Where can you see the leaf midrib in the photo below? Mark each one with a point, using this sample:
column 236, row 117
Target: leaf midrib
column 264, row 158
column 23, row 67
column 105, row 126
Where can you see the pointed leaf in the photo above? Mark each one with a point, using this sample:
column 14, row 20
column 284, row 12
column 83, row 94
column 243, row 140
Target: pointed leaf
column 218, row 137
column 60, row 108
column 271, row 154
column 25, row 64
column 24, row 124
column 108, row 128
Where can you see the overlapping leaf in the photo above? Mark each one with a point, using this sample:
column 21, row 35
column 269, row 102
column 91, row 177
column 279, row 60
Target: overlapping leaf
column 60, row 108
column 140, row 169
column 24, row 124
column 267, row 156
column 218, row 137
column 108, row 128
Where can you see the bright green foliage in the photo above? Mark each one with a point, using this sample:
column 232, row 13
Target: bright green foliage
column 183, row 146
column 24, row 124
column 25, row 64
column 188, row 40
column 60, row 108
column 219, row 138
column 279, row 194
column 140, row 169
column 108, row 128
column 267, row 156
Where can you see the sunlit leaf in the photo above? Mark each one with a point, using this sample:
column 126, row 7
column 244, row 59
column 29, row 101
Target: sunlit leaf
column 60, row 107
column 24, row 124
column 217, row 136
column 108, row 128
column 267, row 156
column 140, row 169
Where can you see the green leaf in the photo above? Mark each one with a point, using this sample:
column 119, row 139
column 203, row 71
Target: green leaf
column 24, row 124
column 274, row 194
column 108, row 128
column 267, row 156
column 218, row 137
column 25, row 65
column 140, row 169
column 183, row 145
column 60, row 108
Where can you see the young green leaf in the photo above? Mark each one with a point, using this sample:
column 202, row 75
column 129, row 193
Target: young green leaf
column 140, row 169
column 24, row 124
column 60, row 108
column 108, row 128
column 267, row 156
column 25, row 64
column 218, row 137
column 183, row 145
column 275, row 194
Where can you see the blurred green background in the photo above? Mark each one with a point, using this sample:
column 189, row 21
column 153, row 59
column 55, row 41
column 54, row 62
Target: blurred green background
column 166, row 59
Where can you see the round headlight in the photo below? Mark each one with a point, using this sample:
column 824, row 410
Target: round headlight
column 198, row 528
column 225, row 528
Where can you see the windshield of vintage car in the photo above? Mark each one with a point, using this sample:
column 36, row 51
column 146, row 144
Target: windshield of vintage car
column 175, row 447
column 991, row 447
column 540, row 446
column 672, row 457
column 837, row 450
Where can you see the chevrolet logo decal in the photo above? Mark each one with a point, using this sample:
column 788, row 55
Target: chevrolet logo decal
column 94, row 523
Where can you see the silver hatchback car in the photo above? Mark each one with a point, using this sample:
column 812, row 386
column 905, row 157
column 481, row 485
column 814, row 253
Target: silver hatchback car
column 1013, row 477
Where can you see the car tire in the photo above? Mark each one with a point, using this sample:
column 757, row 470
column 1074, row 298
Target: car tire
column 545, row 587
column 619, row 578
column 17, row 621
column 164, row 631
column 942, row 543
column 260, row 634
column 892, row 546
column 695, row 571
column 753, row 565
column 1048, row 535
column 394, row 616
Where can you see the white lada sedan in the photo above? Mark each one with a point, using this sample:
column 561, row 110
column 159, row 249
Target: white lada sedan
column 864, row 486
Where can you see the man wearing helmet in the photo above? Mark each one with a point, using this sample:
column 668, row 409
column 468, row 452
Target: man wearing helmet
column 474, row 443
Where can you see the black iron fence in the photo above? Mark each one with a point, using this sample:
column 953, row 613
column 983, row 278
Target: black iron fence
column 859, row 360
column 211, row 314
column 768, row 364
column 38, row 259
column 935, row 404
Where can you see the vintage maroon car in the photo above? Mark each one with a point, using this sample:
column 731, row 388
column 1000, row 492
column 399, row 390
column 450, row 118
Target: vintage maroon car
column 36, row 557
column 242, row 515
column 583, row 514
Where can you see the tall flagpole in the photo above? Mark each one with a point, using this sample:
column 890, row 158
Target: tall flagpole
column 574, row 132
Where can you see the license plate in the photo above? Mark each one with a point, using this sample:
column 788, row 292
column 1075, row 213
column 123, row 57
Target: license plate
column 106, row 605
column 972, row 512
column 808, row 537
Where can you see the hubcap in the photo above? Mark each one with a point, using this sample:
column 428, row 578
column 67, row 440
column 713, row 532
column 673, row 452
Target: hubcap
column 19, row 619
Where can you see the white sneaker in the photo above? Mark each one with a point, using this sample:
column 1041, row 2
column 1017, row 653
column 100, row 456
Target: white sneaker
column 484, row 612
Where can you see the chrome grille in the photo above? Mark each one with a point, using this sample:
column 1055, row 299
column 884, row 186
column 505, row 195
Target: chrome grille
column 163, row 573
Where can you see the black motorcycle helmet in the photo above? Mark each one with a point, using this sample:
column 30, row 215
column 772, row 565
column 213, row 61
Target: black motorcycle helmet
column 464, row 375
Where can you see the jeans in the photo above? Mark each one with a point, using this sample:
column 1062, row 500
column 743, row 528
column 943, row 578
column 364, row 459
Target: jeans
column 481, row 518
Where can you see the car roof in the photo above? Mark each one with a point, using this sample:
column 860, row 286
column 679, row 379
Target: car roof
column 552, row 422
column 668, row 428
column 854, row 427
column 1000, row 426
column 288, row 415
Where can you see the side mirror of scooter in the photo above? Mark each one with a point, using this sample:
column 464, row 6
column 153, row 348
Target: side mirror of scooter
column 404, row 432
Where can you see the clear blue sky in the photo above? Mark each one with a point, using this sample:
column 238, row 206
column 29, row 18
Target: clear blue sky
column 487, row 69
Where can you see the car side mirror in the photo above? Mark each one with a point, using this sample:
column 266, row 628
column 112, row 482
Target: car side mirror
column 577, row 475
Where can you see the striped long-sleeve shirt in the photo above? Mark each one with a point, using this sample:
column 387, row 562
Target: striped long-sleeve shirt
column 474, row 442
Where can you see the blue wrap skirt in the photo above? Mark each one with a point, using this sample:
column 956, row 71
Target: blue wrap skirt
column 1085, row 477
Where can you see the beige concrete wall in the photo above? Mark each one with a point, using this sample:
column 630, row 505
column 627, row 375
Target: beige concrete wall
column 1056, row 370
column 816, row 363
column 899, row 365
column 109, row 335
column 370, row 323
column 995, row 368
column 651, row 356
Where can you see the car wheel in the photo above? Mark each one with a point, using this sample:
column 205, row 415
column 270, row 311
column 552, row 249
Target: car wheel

Activity: Repeat the data exactly as it was given above.

Written solution:
Where can you see the leaf midrib in the photo below? Mark each one with a point, using this sample:
column 236, row 117
Target: leaf midrib
column 264, row 158
column 23, row 67
column 105, row 126
Where can you see the pointed leaf in the photo above? Mark each one with a point, using this sample:
column 14, row 20
column 284, row 12
column 83, row 94
column 243, row 140
Target: pointed leaf
column 218, row 137
column 60, row 108
column 271, row 154
column 25, row 64
column 24, row 124
column 108, row 128
Where can you see the overlapping leaf in the photo above? Mark each one with a point, using this sample:
column 21, row 35
column 269, row 102
column 91, row 177
column 279, row 60
Target: overlapping leaf
column 60, row 108
column 140, row 169
column 24, row 124
column 267, row 156
column 218, row 137
column 108, row 128
Where can you see the bright green foliage in the photo above? Mark each one with a point, using this sample:
column 232, row 13
Target: bright green foliage
column 183, row 146
column 24, row 124
column 25, row 64
column 188, row 40
column 60, row 108
column 219, row 138
column 279, row 194
column 140, row 169
column 108, row 128
column 267, row 156
Where can you see the sunlit leaf in the photo above? Mark each one with a point, using this sample:
column 126, row 7
column 244, row 59
column 29, row 101
Target: sunlit leaf
column 60, row 107
column 24, row 124
column 217, row 136
column 108, row 128
column 267, row 156
column 140, row 169
Where can you see the green leaf in the photo above? Mark each one with a point, using this sample:
column 119, row 139
column 203, row 71
Target: green leaf
column 24, row 124
column 274, row 194
column 108, row 128
column 267, row 156
column 218, row 137
column 25, row 65
column 140, row 169
column 183, row 145
column 60, row 108
Where can you see the young green leaf in the photo above? Mark each one with a point, using this sample:
column 202, row 75
column 129, row 193
Target: young green leaf
column 140, row 169
column 24, row 124
column 60, row 108
column 108, row 128
column 267, row 156
column 25, row 64
column 218, row 137
column 183, row 145
column 275, row 194
Where can you see the blurred green background in the photo above? Mark each one with a point, using this sample:
column 189, row 21
column 153, row 59
column 55, row 41
column 54, row 62
Target: blurred green background
column 166, row 59
Where can you see the round headlight in the photo below? Mark each one with a point, using this sample:
column 824, row 410
Target: round headlight
column 198, row 528
column 225, row 528
Where can you see the windshield of vintage car in the photo above? Mark each one with a point, using this sample:
column 36, row 51
column 146, row 144
Target: windshield of vintage car
column 175, row 447
column 991, row 447
column 540, row 446
column 672, row 457
column 837, row 450
Where can you see the chevrolet logo decal in the photo above? Mark each one with a point, using this sample:
column 788, row 55
Target: chevrolet logo decal
column 94, row 523
Where can you see the silver hatchback car in the photo above? Mark each one with a point, using this sample:
column 812, row 386
column 905, row 157
column 481, row 485
column 814, row 253
Target: silver hatchback car
column 1013, row 477
Where can you see the car tire in the photo above? Mark each one with a point, using this sample:
column 757, row 470
column 1074, row 298
Target: car tire
column 545, row 587
column 619, row 578
column 17, row 621
column 164, row 631
column 942, row 543
column 260, row 634
column 892, row 546
column 695, row 571
column 753, row 565
column 1048, row 535
column 394, row 616
Where can you see the white lada sedan in the photo above? Mark each one with a point, using this sample:
column 561, row 110
column 159, row 249
Target: white lada sedan
column 864, row 486
Where can you see the man wearing helmet in the photo above? Mark each one with a point, using this sample:
column 668, row 409
column 468, row 452
Target: man wearing helmet
column 474, row 443
Where can you see the black iron fence in the photo above? Mark each one with a point, using this sample:
column 953, row 613
column 983, row 278
Target: black iron fence
column 859, row 360
column 211, row 314
column 768, row 364
column 38, row 259
column 935, row 404
Where can you see the vintage maroon car in the photo above? Mark each one with a point, using this sample:
column 731, row 388
column 1000, row 492
column 399, row 390
column 450, row 118
Target: vintage maroon car
column 36, row 557
column 242, row 515
column 583, row 514
Where can you see the tall flagpole in the photo above? Mark each one with a point, using this sample:
column 890, row 158
Target: tall flagpole
column 574, row 132
Where can you see the license plate in the photo above? Mark each one with a point, using this sample:
column 788, row 292
column 1075, row 213
column 123, row 57
Target: license plate
column 106, row 605
column 972, row 512
column 808, row 537
Where can you see the hubcap in the photo above? Mark each one with a point, using this sample:
column 428, row 578
column 67, row 440
column 713, row 532
column 673, row 452
Target: hubcap
column 19, row 619
Where can you see the white sneaker in the photo above? Mark each one with a point, using this sample:
column 1041, row 2
column 1017, row 653
column 100, row 456
Target: white sneaker
column 484, row 612
Where can you see the chrome grille in the photo above? Mark each one with a point, using this sample:
column 1055, row 299
column 884, row 186
column 505, row 195
Target: chrome grille
column 163, row 573
Where can you see the black motorcycle helmet in the photo above? Mark each one with a point, using this sample:
column 30, row 215
column 772, row 565
column 213, row 61
Target: black motorcycle helmet
column 464, row 375
Where can you see the jeans in the photo above? Mark each one with a point, using this sample:
column 1062, row 500
column 743, row 528
column 943, row 578
column 364, row 459
Target: jeans
column 481, row 518
Where can you see the car roof in the photo above? Mark each one with a point, using this sample:
column 860, row 286
column 679, row 379
Target: car roof
column 552, row 422
column 668, row 428
column 854, row 427
column 1000, row 426
column 288, row 415
Where can you see the side mirror of scooter in the photo above? Mark each one with a point, using this sample:
column 464, row 6
column 153, row 348
Target: side mirror of scooter
column 404, row 432
Where can you see the clear blue sky in the photo above? Mark each one with a point, using this sample:
column 238, row 206
column 29, row 18
Target: clear blue sky
column 487, row 69
Where can you see the car side mirror in the photo above? Mark each one with a point, using this sample:
column 266, row 628
column 112, row 482
Target: car side mirror
column 577, row 475
Where can you see the striped long-sleeve shirt in the photo above? Mark each one with a point, using this sample:
column 387, row 562
Target: striped long-sleeve shirt
column 474, row 442
Where can you see the blue wrap skirt in the photo above? Mark each one with a point, using this sample:
column 956, row 71
Target: blue wrap skirt
column 1085, row 477
Where can you see the beige concrete wall in the photo above? Mark each one with a point, using this sample:
column 630, row 505
column 627, row 375
Target: beige concrete wall
column 1056, row 370
column 816, row 363
column 899, row 365
column 109, row 335
column 370, row 323
column 995, row 368
column 651, row 356
Where can you see the car wheel in the photo above? Mark each one with a point, using this sample:
column 205, row 415
column 270, row 311
column 552, row 249
Target: car wheel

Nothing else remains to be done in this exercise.